* _REQUEST_: Pull out each line of the material below that contains the string "window", and copy it unchanged.

* _DATASET ENTRIES_:

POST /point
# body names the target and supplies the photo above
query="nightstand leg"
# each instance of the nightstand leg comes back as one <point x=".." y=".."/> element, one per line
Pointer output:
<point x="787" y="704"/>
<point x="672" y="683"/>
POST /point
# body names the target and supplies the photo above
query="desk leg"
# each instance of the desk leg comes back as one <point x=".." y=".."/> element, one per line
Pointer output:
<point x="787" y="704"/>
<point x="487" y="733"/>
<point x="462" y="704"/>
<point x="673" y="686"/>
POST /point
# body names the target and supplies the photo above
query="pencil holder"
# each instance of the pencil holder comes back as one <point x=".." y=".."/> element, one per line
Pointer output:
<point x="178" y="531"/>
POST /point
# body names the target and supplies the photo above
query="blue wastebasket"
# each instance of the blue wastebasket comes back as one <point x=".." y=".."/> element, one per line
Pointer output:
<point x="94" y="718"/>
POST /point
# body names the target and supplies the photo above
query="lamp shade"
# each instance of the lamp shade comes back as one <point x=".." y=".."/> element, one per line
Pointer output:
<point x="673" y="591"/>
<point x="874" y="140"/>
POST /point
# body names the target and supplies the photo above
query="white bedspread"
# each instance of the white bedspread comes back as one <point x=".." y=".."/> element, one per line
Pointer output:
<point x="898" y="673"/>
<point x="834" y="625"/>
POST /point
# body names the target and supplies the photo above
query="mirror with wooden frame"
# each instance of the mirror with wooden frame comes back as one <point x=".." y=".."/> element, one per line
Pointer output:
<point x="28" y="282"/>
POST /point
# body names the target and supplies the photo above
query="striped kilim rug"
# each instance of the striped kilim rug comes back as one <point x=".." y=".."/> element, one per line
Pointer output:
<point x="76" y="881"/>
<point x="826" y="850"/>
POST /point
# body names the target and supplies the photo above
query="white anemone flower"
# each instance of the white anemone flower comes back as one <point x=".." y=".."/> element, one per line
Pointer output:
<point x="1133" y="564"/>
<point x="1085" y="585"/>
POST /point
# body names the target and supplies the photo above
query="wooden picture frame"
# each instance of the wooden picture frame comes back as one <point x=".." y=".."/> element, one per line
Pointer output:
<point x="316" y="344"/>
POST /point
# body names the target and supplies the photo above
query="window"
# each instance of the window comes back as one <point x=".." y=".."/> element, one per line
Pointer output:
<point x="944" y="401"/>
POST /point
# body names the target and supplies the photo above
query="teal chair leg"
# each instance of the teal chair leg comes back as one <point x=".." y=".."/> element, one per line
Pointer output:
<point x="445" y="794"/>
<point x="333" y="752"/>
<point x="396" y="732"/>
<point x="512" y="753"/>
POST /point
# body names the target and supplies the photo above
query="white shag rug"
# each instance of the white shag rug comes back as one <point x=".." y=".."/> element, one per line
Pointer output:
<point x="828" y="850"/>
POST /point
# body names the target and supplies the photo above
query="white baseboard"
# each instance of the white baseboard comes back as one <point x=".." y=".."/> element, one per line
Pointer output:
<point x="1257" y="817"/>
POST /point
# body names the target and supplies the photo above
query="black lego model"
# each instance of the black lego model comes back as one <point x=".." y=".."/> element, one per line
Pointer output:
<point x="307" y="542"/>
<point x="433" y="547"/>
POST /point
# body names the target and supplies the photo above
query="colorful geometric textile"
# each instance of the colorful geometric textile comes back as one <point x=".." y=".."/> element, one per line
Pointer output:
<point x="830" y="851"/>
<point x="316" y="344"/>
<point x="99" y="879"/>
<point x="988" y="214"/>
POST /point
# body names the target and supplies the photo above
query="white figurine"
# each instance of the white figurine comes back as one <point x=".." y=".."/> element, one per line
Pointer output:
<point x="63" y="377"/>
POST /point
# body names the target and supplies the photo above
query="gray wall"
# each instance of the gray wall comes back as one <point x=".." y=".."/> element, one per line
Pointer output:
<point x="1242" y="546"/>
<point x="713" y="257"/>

* _ANSWER BELOW_:
query="window"
# each instance of the window comes back as one <point x=".." y=".."/> element, one per line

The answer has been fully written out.